Count the lines in the records below that contain the word "steel", and report only that number.

··· Data supplied

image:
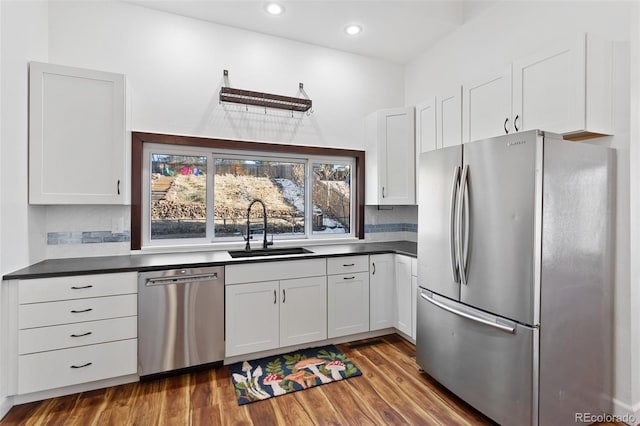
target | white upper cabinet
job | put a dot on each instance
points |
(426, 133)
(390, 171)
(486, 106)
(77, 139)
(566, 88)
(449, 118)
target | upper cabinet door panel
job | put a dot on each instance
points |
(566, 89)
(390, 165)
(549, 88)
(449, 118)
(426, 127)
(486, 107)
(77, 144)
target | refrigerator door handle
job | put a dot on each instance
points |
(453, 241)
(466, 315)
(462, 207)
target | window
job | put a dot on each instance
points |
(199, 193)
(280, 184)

······
··· Data supplied

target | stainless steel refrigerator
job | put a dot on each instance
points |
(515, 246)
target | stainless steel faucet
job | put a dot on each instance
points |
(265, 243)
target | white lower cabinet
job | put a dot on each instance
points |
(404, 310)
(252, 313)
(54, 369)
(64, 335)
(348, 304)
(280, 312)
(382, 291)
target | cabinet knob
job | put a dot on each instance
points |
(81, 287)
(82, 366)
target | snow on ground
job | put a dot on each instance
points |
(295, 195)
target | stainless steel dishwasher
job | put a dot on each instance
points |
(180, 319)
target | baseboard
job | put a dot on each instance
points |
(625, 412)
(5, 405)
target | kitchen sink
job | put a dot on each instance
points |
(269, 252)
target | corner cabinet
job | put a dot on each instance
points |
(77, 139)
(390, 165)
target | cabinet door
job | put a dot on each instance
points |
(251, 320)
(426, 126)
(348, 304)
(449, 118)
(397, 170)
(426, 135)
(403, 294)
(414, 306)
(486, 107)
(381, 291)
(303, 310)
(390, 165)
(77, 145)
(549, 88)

······

— Task result —
3